* [What you will do]
Transcribe the records that follow in their entirety, omitting any pictures.

* [Records for the task]
-----

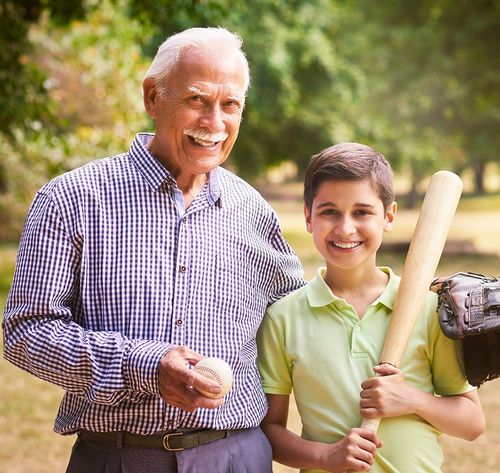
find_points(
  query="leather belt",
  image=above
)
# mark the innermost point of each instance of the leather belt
(173, 441)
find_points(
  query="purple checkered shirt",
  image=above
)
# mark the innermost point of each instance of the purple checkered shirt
(112, 272)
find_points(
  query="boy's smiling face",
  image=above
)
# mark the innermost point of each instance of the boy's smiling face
(347, 221)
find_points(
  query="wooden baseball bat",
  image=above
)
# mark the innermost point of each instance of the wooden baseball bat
(438, 209)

-----

* [Full solution]
find_points(
  query="leather belt",
  image=above
)
# mark the innermost point of each instance of the leather belt
(173, 441)
find_points(
  query="purple checkered shirt",
  image=above
)
# mark the innermost point of each instance of the purple checkered shirt
(112, 272)
find_points(
  query="boy's smiling face",
  image=above
)
# mark the innermost point of each instance of the boy's smiling face
(347, 221)
find_points(
  query="wooden baseball bat",
  image=above
)
# mark the innermost point of each instance of the wooden baseball bat
(438, 209)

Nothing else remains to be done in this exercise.